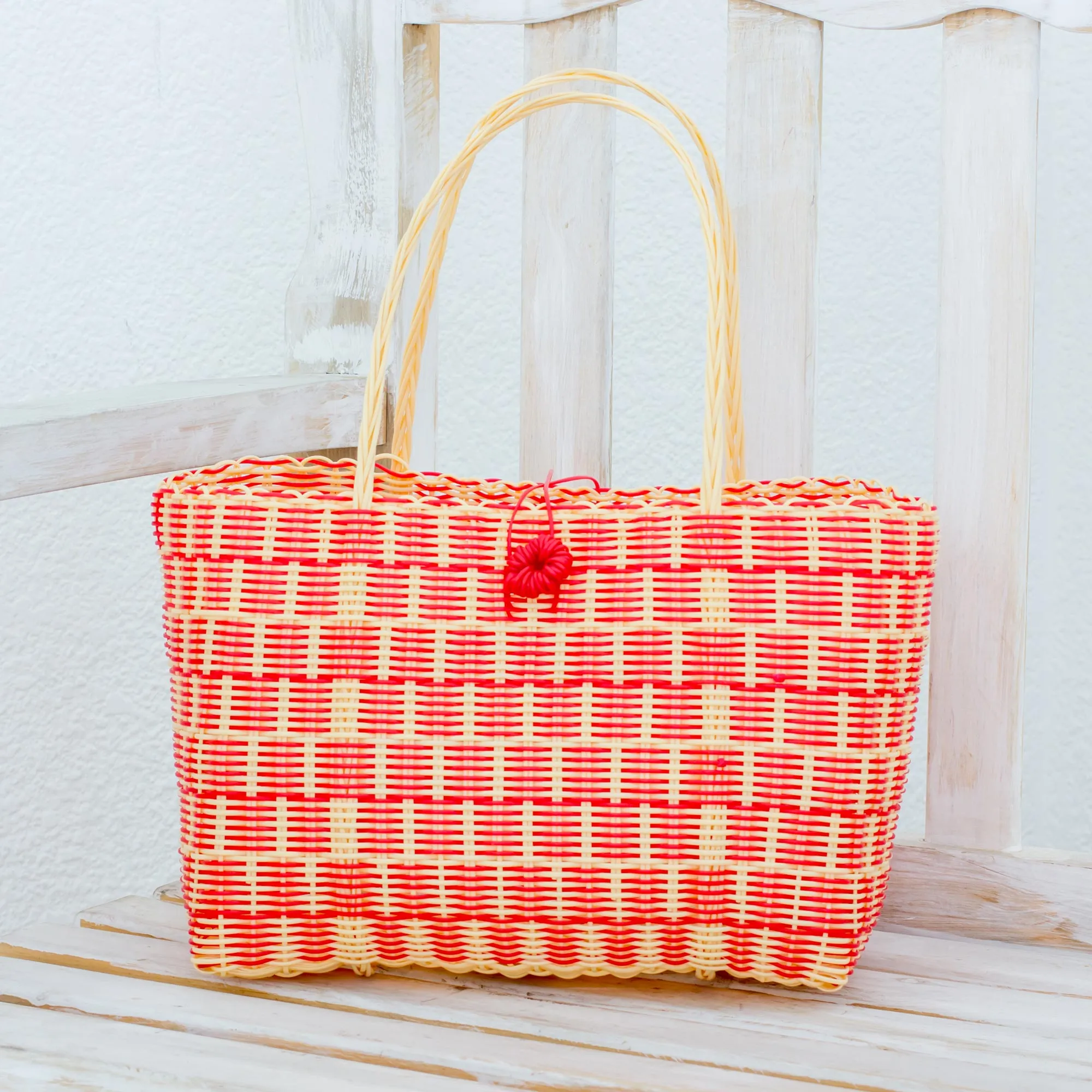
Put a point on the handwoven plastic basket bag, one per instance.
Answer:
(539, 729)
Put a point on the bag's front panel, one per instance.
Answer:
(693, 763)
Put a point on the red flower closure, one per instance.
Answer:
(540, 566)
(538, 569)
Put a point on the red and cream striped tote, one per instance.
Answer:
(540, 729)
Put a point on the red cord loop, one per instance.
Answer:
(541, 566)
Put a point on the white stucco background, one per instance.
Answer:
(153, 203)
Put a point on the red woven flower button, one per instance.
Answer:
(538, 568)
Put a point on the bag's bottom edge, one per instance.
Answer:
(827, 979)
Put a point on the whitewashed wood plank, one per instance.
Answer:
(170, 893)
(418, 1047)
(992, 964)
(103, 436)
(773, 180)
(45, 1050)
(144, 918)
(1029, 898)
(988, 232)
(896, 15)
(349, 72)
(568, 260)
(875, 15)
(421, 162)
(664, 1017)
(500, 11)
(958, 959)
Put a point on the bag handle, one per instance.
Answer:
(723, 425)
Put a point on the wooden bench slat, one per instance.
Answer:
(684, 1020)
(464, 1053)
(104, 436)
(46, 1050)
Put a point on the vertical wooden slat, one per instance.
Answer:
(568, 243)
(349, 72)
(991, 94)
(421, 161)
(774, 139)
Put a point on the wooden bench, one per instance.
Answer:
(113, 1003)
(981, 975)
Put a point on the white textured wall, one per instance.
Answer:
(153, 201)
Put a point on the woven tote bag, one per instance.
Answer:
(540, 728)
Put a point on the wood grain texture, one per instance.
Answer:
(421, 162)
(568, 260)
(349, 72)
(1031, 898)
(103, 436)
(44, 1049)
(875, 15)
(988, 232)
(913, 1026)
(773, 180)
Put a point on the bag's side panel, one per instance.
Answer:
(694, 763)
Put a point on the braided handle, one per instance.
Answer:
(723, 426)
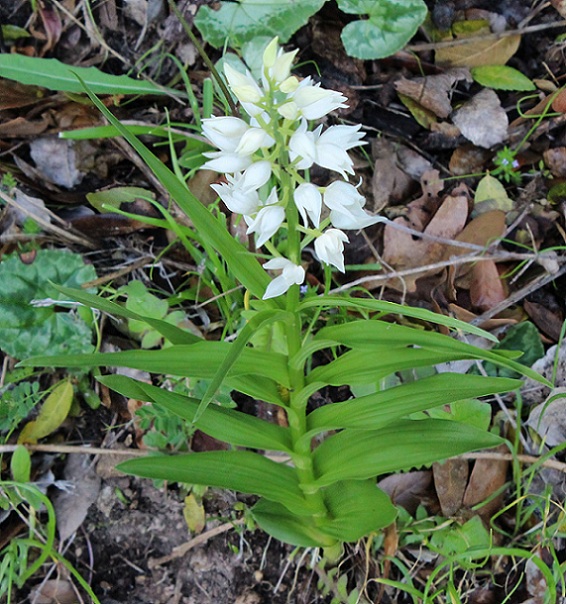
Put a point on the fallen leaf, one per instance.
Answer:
· · ·
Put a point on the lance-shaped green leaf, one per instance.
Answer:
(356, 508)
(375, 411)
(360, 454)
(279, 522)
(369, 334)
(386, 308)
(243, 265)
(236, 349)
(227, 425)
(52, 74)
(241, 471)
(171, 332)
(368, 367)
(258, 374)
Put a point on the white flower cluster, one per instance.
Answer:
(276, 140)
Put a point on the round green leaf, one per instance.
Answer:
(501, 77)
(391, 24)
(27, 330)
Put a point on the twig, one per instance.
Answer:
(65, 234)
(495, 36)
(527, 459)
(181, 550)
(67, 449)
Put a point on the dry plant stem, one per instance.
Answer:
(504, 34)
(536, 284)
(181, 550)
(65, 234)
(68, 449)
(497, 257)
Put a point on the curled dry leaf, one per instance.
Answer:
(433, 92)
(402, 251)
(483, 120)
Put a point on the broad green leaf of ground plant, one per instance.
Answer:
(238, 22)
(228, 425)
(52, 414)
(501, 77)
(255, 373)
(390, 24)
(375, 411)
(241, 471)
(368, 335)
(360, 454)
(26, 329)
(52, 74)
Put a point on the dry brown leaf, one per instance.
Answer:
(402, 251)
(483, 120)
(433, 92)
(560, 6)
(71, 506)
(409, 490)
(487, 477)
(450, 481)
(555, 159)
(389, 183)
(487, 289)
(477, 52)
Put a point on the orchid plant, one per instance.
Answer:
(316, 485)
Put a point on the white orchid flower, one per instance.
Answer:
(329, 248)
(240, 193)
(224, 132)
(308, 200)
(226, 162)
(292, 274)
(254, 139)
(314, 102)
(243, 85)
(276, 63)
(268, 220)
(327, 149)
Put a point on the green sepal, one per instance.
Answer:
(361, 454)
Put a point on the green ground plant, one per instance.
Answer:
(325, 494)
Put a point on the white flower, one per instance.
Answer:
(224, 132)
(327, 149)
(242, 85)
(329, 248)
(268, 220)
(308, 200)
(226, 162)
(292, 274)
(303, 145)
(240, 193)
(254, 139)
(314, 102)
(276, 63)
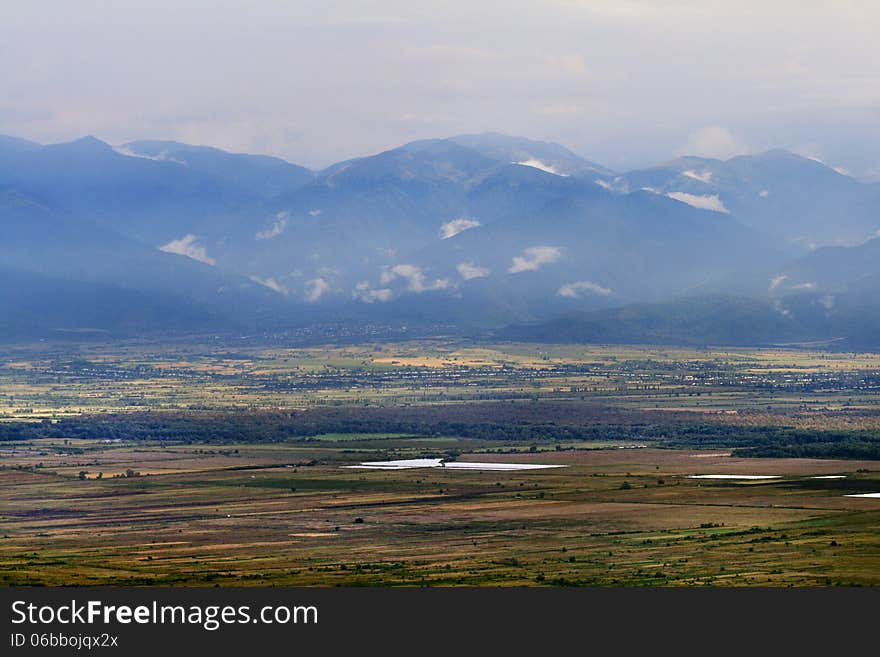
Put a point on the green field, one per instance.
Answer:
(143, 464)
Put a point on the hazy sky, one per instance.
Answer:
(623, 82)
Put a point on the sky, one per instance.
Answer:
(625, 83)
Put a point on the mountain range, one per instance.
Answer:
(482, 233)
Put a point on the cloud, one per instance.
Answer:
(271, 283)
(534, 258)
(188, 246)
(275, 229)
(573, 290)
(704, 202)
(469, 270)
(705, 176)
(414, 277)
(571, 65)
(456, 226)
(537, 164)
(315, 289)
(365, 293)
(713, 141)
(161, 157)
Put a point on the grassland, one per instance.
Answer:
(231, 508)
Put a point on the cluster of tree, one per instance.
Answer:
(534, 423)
· · ·
How many lines in the material above contain the word "leaf"? Reply with the number alone.

6